Document text:
++++++++++

= Lucius Venuleius Apronianus Octavius Priscus =

2nd century Roman senator, consul and governor

Lucius Venuleius Apronianus Octavius Priscus was a Roman senator active during the first half of the second century AD. He was suffect consul around the year 145, then ordinary consul in 168 with Lucius Sergius Paullus as his colleague. Priscus is known only from non-literary sources.

Priscus has his origins in Pisa; not only were both the fragmentary inscriptions (one lost) used to define his career found in that city, a lead pipe stamped with his name proves he owned property in the town. His father was Lucius Venuleius Apronianus Octavius Priscus.

The Venuleii family owned the magnificent villa-estate at Massaciuccoli.

== Career ==

Professor Géza Alföldy states without hesitation that Priscus is of the patrician class. From his cursus honorum there are details that support this assertion: Priscus began his career as one of the tresviri monetalis, the most prestigious of the four boards that comprise the vigintiviri; appointment to this board was usually allocated to patricians or favored individuals. His service as prefect of the feriae Latinae preceded his term as quaestor, possibly attached to the Roman emperor, most likely Hadrian. Priscus then achieved the office of praetor around the year 142; there is no mention of any intermediary magistracy like plebeian tribune or aedile, which supports Alföldy's assertion that Priscus was a patrician. However, that he was commissioned legatus legionis or commander of Legio I Italica (dated to c. 143–144), is unusual for a patrician by the mid-second century. His suffect consulate followed his tenure as commander of the legion.

++++++++++

Dataset records:
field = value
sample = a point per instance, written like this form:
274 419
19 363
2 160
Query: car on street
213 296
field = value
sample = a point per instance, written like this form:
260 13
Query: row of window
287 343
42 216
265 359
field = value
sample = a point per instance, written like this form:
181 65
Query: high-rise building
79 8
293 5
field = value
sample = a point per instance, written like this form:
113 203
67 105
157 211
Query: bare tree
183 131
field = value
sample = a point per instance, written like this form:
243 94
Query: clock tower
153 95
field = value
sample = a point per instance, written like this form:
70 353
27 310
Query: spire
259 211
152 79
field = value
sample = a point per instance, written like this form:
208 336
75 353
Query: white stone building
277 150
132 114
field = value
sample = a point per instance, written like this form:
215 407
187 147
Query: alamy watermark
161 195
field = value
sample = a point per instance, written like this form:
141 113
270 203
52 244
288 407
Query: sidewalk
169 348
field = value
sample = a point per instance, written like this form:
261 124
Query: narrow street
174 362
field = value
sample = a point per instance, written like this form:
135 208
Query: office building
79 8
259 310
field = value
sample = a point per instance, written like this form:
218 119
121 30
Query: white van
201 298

++++++++++

What the task requires: Using the Priscus biography above, please explain in one to three sentences why Pisa is given as his place of origin.

Exercise response: The two fragmentary inscriptions used to define his career, one of them now lost, were both found in Pisa. A lead pipe stamped with his name also shows that he owned property in the town.